RECORDS FOR THIS EXERCISE:
......

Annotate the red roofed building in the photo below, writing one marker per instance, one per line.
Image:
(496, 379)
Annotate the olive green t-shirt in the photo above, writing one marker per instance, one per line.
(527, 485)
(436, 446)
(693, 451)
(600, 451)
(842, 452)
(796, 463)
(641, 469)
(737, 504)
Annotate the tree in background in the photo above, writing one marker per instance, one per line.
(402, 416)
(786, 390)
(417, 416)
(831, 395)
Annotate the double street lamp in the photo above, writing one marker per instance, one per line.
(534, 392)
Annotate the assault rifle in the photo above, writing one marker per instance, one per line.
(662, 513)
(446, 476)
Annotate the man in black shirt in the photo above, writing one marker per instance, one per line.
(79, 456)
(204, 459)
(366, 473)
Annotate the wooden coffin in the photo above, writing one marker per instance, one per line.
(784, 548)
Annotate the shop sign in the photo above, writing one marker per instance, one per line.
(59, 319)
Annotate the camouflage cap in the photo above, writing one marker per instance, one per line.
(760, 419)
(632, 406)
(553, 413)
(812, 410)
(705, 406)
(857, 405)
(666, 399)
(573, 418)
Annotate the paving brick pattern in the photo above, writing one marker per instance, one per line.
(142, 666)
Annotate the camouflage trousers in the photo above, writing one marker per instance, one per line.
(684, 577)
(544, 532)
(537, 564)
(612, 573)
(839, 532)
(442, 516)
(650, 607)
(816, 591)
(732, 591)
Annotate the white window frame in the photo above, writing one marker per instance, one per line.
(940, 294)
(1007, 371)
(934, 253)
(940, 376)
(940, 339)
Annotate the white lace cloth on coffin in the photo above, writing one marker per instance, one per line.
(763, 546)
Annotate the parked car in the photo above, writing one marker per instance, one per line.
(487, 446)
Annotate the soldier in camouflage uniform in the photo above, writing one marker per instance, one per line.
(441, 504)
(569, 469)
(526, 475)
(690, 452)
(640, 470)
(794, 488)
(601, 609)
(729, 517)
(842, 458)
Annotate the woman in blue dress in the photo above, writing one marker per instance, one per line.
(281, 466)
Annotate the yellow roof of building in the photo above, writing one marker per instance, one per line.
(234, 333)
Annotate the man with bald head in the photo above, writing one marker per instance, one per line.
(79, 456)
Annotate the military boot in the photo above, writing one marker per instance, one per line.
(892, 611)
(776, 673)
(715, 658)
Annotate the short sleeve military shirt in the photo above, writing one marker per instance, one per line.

......

Exactly the lines from the one containing "Annotate the woman" through the last line of the records are to be transcribed, both endpoints included.

EXPECTED ANSWER:
Annotate the woman in blue dress in the photo above, writing one marker per instance, one per line.
(281, 466)
Annotate the yellow roof of building in the photo above, writing one marker per instance, one per line.
(234, 333)
Annotate the man with bald head in the photo above, writing one marker per instance, one per line.
(79, 456)
Annotate the military boot in the photo above, writing one marker per instance, one per line.
(892, 611)
(776, 673)
(715, 658)
Annotate the short sleeve military shirt in the photo above, writing one marker per instance, one per line.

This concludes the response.